### Data under study

[Start of section]

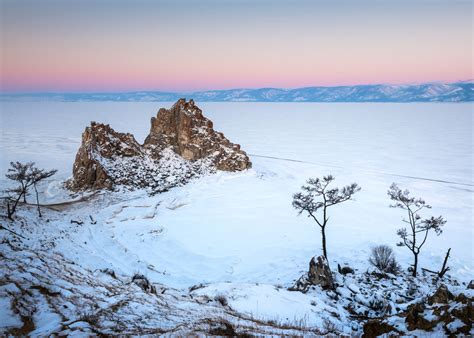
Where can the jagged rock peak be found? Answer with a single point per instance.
(100, 142)
(182, 144)
(191, 135)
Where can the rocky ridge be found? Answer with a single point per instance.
(182, 144)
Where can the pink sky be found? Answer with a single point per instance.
(88, 46)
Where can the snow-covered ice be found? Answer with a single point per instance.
(237, 229)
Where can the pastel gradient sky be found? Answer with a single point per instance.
(89, 45)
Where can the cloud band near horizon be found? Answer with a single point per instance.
(189, 45)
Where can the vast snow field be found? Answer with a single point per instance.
(241, 227)
(237, 233)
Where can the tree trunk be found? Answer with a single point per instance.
(37, 201)
(444, 269)
(9, 211)
(24, 196)
(323, 232)
(415, 265)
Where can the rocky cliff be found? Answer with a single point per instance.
(182, 144)
(191, 135)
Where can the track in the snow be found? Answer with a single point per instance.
(378, 172)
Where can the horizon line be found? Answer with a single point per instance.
(229, 89)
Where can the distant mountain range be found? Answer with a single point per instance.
(428, 92)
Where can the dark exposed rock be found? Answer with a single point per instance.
(191, 135)
(344, 270)
(182, 144)
(143, 283)
(415, 319)
(320, 273)
(100, 141)
(441, 296)
(375, 328)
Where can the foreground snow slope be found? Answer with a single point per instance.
(235, 231)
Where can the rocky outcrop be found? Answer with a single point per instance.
(319, 274)
(100, 143)
(191, 135)
(182, 145)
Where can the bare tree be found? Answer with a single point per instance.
(39, 175)
(418, 226)
(27, 176)
(317, 196)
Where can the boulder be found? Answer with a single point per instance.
(99, 142)
(375, 328)
(320, 273)
(191, 135)
(182, 144)
(441, 296)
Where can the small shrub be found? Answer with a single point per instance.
(222, 299)
(383, 258)
(143, 283)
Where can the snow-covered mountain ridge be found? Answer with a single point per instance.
(427, 92)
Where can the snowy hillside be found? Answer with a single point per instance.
(218, 255)
(429, 92)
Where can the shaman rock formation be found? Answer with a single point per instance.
(182, 144)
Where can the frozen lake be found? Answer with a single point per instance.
(427, 148)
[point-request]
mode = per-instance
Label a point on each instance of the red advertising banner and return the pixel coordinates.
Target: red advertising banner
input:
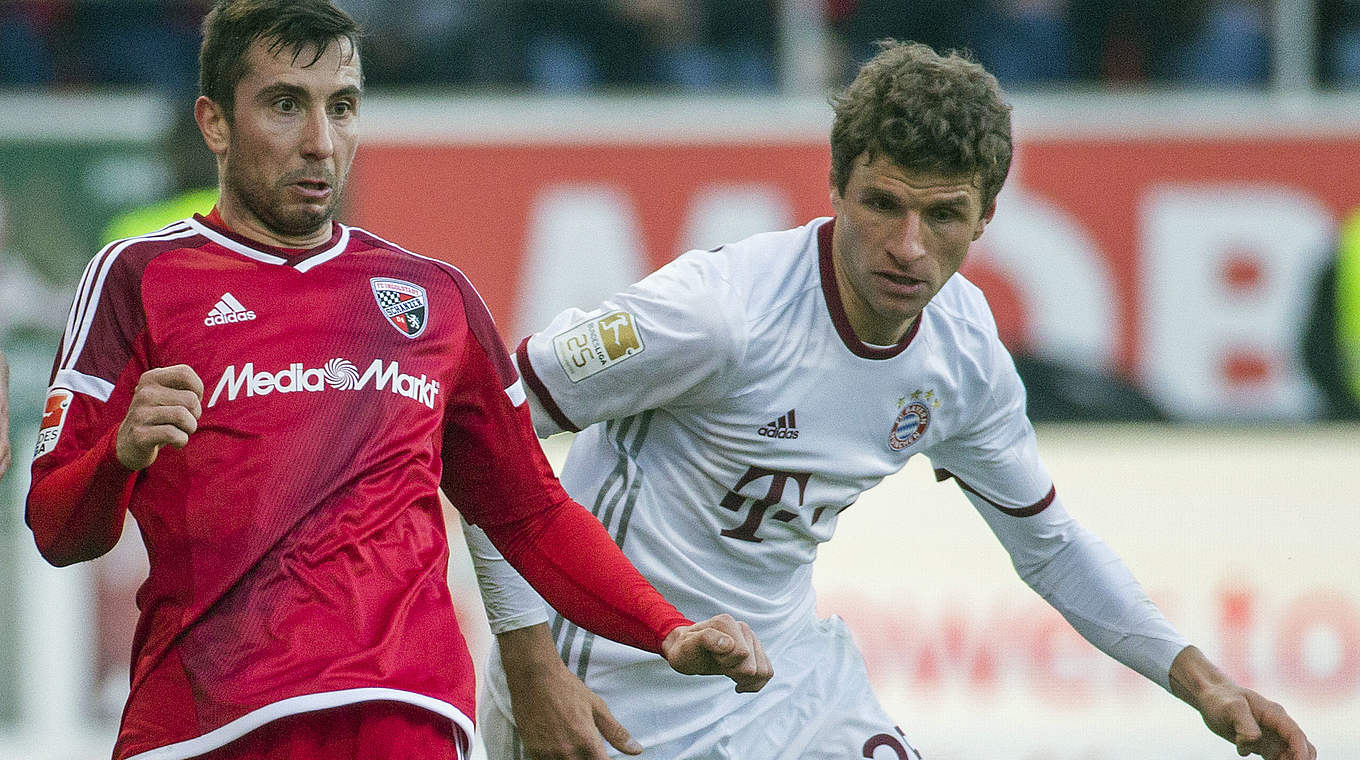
(1182, 263)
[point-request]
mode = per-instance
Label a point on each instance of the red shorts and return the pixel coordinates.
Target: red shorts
(366, 730)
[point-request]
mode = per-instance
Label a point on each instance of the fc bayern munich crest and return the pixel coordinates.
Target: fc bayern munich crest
(910, 426)
(403, 305)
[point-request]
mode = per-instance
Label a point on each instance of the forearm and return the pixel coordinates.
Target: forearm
(575, 566)
(509, 598)
(1096, 593)
(76, 510)
(1083, 578)
(1192, 675)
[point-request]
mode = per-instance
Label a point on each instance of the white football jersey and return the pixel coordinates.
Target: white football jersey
(733, 392)
(728, 415)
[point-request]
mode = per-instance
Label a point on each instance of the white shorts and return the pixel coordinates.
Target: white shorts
(823, 713)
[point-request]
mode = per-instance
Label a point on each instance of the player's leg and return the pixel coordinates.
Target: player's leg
(367, 730)
(497, 732)
(847, 721)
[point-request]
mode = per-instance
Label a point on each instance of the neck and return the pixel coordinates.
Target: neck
(245, 223)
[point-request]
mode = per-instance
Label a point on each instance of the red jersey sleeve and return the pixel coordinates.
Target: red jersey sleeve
(495, 472)
(79, 491)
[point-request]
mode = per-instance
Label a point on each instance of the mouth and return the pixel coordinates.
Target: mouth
(312, 189)
(903, 284)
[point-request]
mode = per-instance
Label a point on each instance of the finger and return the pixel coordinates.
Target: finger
(1246, 732)
(151, 394)
(162, 435)
(180, 377)
(716, 642)
(612, 730)
(174, 416)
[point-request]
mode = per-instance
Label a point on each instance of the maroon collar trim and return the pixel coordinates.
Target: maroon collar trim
(831, 291)
(287, 256)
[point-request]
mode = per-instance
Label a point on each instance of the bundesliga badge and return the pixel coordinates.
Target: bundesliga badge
(403, 303)
(53, 419)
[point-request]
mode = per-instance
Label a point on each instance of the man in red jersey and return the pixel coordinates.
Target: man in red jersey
(276, 397)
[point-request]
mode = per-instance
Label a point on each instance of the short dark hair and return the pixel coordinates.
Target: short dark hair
(231, 26)
(926, 113)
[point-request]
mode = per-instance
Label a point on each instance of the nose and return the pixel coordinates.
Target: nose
(317, 142)
(907, 244)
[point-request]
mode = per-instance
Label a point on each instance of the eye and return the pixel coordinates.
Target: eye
(945, 214)
(880, 201)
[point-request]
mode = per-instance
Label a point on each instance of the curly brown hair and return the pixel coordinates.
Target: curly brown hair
(925, 112)
(231, 26)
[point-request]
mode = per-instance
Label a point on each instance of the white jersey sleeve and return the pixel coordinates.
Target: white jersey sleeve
(1085, 581)
(510, 601)
(665, 341)
(996, 461)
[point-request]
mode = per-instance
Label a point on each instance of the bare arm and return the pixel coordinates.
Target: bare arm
(1251, 722)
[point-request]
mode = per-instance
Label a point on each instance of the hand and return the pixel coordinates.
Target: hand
(558, 717)
(165, 411)
(718, 646)
(1251, 722)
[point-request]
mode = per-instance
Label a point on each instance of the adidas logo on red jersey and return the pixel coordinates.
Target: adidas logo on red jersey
(785, 427)
(227, 310)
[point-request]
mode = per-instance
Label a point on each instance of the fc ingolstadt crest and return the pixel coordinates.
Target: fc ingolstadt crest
(403, 305)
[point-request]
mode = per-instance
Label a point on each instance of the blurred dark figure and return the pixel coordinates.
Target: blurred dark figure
(695, 45)
(26, 57)
(1332, 337)
(1058, 392)
(940, 23)
(144, 42)
(1338, 42)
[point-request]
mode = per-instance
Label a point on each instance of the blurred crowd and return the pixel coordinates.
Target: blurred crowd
(694, 45)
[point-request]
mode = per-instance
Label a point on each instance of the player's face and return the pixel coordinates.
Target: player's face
(291, 142)
(899, 237)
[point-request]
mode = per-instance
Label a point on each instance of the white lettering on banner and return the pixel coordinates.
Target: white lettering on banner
(339, 374)
(1228, 275)
(1306, 646)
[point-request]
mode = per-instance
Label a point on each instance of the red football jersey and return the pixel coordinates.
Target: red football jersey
(297, 544)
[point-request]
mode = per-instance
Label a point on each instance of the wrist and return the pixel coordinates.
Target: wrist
(528, 651)
(1192, 675)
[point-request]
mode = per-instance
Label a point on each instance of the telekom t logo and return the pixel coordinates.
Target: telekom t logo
(759, 505)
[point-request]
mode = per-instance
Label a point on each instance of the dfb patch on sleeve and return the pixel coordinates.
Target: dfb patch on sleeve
(597, 344)
(53, 419)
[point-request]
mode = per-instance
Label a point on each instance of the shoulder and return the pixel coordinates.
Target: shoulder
(960, 324)
(439, 272)
(127, 258)
(445, 279)
(755, 273)
(962, 306)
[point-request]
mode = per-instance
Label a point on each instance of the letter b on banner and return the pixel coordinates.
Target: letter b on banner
(1228, 278)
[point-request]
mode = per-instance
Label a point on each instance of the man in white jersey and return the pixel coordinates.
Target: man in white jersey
(733, 403)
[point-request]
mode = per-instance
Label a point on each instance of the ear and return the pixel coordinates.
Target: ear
(985, 219)
(212, 124)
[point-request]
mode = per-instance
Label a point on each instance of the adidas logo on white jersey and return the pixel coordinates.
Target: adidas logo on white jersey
(227, 310)
(785, 427)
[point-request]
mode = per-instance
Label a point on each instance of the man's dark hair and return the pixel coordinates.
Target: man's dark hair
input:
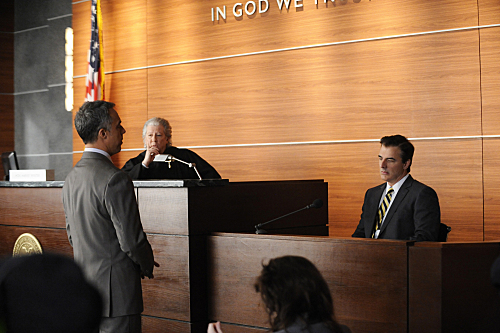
(91, 117)
(403, 144)
(293, 289)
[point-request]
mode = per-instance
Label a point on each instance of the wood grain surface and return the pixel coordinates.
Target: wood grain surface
(354, 92)
(197, 37)
(347, 265)
(491, 185)
(450, 287)
(426, 81)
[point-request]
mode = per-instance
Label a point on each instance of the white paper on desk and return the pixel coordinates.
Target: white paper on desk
(162, 158)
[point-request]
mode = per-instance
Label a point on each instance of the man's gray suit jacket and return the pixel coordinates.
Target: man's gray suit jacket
(105, 230)
(414, 214)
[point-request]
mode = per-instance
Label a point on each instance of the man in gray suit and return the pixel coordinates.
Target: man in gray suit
(103, 222)
(402, 207)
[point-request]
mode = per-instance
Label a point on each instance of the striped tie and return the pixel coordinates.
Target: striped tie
(383, 209)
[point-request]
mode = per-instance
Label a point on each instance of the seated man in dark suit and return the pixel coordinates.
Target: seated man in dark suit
(157, 137)
(401, 208)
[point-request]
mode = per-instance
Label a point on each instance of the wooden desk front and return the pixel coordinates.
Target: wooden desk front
(377, 285)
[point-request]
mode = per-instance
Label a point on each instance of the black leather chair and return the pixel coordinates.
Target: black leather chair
(443, 232)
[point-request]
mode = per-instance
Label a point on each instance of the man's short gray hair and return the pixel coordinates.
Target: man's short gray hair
(157, 121)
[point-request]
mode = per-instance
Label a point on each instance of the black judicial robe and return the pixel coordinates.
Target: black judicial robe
(177, 170)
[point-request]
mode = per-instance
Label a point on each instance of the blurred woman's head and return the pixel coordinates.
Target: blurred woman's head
(294, 290)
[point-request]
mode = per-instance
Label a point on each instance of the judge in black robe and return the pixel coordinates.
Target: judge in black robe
(157, 137)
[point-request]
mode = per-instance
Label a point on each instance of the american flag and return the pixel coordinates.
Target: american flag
(95, 73)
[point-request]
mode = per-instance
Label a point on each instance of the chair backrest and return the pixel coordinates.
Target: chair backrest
(443, 232)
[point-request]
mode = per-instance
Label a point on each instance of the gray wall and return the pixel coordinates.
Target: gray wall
(43, 128)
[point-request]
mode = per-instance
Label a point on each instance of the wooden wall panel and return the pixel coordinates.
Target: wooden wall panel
(347, 267)
(190, 33)
(167, 295)
(353, 92)
(451, 167)
(128, 91)
(491, 147)
(436, 85)
(490, 80)
(124, 29)
(489, 12)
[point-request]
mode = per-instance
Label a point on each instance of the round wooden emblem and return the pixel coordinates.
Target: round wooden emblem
(26, 244)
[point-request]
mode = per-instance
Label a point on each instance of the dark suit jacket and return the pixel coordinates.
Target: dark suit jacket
(177, 170)
(105, 230)
(414, 214)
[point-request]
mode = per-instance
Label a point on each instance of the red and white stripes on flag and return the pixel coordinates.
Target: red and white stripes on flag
(95, 73)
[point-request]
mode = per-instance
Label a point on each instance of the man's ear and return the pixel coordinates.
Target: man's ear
(103, 133)
(407, 164)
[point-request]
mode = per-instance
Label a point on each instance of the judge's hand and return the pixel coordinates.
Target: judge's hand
(151, 151)
(214, 328)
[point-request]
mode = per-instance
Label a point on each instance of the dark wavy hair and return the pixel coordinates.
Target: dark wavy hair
(294, 290)
(406, 147)
(91, 117)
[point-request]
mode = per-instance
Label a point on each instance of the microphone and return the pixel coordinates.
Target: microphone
(169, 158)
(318, 203)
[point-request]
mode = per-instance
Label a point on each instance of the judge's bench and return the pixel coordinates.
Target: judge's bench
(203, 236)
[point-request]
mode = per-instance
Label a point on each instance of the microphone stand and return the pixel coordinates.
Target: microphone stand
(316, 204)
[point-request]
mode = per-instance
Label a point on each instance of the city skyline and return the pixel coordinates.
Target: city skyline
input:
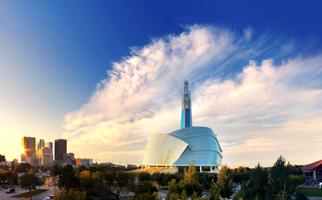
(105, 80)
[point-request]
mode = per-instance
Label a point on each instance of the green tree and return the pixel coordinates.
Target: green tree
(224, 183)
(29, 181)
(67, 178)
(214, 193)
(257, 185)
(71, 194)
(190, 175)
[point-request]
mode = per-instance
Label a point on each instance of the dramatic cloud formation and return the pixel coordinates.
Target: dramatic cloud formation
(259, 107)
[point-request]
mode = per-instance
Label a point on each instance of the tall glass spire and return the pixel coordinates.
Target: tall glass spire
(186, 117)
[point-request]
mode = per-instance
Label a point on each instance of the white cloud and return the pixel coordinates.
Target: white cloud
(249, 107)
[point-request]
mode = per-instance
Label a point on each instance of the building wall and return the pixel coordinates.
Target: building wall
(60, 149)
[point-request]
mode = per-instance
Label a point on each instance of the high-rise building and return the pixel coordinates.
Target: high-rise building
(45, 153)
(29, 154)
(186, 115)
(41, 144)
(60, 149)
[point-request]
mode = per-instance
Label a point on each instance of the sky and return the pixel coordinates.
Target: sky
(106, 75)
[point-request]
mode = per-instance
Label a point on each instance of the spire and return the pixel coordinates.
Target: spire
(186, 117)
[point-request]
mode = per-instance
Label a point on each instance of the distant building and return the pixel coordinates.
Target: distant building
(68, 159)
(313, 170)
(189, 145)
(29, 154)
(45, 153)
(60, 149)
(2, 158)
(40, 144)
(85, 162)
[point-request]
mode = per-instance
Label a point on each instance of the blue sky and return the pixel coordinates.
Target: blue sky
(53, 55)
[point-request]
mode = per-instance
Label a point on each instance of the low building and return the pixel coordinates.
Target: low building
(84, 162)
(313, 170)
(194, 145)
(68, 159)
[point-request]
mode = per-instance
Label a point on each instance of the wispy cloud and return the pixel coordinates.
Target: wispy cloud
(238, 90)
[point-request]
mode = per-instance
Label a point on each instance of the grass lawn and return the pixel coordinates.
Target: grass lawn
(312, 192)
(33, 193)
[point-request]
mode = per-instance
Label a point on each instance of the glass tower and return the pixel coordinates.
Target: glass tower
(186, 117)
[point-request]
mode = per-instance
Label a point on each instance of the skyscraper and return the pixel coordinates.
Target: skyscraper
(29, 154)
(186, 116)
(45, 153)
(60, 149)
(41, 144)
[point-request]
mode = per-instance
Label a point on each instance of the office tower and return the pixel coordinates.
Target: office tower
(45, 153)
(49, 145)
(41, 144)
(186, 115)
(29, 154)
(60, 149)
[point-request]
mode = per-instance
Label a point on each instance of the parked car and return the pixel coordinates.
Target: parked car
(10, 190)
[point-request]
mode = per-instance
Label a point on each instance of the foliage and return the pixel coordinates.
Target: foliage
(8, 177)
(312, 192)
(300, 195)
(278, 182)
(145, 196)
(224, 184)
(144, 177)
(145, 187)
(30, 194)
(23, 167)
(71, 194)
(190, 175)
(55, 170)
(214, 193)
(67, 178)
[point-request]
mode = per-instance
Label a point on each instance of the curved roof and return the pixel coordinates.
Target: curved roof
(203, 147)
(193, 145)
(163, 150)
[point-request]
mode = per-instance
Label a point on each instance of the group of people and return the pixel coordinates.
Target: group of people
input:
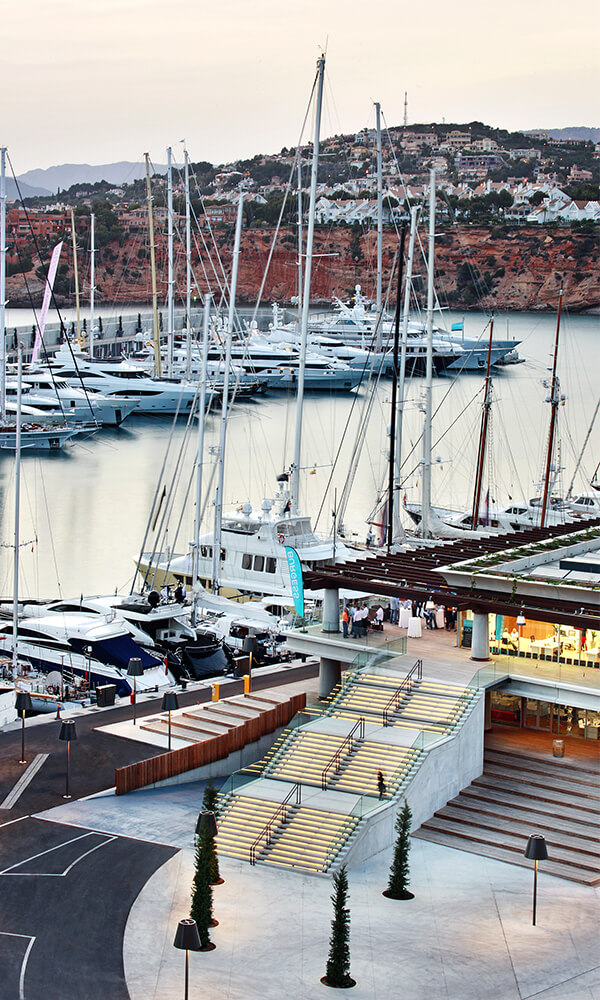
(356, 619)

[End of section]

### Task goal
State how many lines in the records above contain the word "people". Give nothing but the number.

### Written answer
2